**Aim A**
List every line of the listing below that contains the word "outline".

───── Page excerpt ─────

Delivery has been a key part of a distributor’s value proposition forever. But times are changing — are you changing with them? For decades, having your own trucks and delivery system was the only option for most distributors. The pre-smart phone era model of owning the trucks and employing the delivery drivers was driven by a real customer need, especially if you were a contractor-focused distributor.
For most of my distribution career, I didn’t think there was any other way but to have your own fleet of company cars/pick-up trucks, mid-sized cube vans and large-truck delivery fleet to properly serve your customers.
During a 2015 meeting, when I was part of the HD Supply team purchased by Anixter (a company that built a $6-billion distribution business without their own delivery vehicles), I was asked, “Why do you guys have your own trucks?” My response was simple: “Because you can’t be in the electrical supply business without owning your own trucks.” Was that a smart statement on my part?
This is a loaded question, as the answer is not either a 100% do-it-yourself or a 100% outsourced delivery for every distributor. My do-it-yourself mindset was driven by three primary factors:
1. Job-Site Delivery
If your customer needed you to make a delivery at a new jobsite that didn’t have a mailing address set-up in the system, doing it yourself was often the only option. Your team would enter in the address line under job account instructions for your delivery driver with something like, “at the corner of 3rd Ave and 5th street behind the McDonalds.” UPS, FedEx and other outside commercial services weren’t set up for that type of delivery at the time. So, you had to do it yourself.
2. Flexible Delivery Times
In many cases, the customer needed the delivery to be there during off hours. It might be 5 a.m. or late at night. Until recently, there were limited options outside of doing it yourself for those off-hours deliveries.

─────

**Aim B**
Set down the stretch of the delivery article above from "Delivery has been" through "a contractor-focused distributor.".

───── Information given ─────

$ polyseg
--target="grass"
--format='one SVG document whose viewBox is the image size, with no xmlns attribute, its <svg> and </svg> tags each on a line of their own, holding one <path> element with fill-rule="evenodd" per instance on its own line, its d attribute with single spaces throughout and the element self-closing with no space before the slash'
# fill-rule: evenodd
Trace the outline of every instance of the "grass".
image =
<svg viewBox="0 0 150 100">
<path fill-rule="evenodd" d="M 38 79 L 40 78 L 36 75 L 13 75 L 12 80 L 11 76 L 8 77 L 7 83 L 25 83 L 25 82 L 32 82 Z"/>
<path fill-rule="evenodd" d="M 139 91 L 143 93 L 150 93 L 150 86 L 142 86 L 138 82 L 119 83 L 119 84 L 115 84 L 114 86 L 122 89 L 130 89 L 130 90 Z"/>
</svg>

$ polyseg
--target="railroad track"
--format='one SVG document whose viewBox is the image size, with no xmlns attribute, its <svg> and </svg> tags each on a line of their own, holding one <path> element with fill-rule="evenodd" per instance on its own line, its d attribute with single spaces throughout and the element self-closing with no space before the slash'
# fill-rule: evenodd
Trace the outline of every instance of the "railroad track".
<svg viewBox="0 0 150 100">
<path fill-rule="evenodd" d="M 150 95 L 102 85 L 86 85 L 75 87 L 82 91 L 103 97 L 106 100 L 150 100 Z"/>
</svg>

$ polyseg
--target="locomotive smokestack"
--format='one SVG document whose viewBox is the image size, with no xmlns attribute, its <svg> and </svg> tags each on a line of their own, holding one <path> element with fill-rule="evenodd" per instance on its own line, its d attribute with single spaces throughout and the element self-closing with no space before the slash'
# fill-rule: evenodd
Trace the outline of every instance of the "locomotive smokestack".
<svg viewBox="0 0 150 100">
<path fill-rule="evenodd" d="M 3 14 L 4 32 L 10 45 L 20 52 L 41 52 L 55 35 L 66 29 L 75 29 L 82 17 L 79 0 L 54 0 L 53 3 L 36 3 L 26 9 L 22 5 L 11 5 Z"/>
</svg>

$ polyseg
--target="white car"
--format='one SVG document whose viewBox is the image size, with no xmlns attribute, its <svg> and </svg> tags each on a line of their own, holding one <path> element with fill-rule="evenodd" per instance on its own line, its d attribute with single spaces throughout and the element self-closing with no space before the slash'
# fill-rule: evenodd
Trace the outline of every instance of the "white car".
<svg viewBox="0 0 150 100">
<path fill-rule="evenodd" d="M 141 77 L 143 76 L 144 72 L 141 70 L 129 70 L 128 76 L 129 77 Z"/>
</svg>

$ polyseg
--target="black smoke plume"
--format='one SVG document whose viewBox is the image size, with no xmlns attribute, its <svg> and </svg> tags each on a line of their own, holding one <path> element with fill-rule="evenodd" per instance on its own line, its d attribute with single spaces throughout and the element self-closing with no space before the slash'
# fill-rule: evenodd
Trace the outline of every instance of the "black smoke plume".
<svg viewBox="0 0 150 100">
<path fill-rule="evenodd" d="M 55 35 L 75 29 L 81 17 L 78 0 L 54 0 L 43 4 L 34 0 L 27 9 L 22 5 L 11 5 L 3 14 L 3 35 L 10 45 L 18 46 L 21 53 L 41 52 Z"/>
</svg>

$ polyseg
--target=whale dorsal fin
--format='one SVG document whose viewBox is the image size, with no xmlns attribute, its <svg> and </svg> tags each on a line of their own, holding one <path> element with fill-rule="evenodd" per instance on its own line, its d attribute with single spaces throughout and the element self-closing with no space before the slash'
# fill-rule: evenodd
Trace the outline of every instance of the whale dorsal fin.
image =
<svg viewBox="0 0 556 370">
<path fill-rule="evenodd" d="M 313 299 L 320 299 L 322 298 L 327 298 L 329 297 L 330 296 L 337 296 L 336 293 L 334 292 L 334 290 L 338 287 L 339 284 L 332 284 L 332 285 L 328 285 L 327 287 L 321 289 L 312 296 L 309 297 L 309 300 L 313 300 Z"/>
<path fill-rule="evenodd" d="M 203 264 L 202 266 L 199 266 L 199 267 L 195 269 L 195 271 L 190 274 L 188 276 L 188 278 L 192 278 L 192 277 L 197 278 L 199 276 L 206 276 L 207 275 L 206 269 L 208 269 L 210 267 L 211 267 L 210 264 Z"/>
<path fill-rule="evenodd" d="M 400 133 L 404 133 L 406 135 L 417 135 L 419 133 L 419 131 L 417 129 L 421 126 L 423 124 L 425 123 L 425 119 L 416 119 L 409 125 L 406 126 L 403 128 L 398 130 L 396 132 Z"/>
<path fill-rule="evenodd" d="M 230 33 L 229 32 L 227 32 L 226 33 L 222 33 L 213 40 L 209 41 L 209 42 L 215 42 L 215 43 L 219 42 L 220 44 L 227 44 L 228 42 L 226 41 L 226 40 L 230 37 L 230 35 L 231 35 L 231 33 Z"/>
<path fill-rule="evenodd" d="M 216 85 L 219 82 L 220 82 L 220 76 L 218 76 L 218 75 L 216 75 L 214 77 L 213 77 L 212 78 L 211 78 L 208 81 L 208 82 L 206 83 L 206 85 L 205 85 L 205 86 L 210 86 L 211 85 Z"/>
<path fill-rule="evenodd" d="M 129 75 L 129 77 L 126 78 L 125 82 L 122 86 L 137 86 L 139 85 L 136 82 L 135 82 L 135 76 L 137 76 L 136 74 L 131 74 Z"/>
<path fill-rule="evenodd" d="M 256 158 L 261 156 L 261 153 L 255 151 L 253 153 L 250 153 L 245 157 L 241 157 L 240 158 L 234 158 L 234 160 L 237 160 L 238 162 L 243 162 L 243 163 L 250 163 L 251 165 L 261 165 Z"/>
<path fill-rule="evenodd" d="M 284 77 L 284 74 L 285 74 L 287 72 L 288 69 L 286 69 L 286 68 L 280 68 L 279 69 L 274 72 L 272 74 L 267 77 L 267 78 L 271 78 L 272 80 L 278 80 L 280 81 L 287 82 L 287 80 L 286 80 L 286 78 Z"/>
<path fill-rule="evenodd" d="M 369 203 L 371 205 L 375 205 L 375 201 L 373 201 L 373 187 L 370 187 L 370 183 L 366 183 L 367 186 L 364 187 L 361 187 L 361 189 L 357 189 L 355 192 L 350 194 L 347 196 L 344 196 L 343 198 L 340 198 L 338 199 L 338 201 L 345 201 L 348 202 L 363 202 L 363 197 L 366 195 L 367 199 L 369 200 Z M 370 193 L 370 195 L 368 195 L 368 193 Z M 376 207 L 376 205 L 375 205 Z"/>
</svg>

─────

**Written response A**
Trace the outline of every instance of the "grass".
Trace the outline of every instance of the "railroad track".
Trace the outline of every instance of the "locomotive smokestack".
Trace the outline of every instance of the "white car".
Trace the outline of every instance of the "black smoke plume".
Trace the outline of every instance of the whale dorsal fin.

**Written response B**
Delivery has been a key part of a distributor’s value proposition forever. But times are changing — are you changing with them? For decades, having your own trucks and delivery system was the only option for most distributors. The pre-smart phone era model of owning the trucks and employing the delivery drivers was driven by a real customer need, especially if you were a contractor-focused distributor.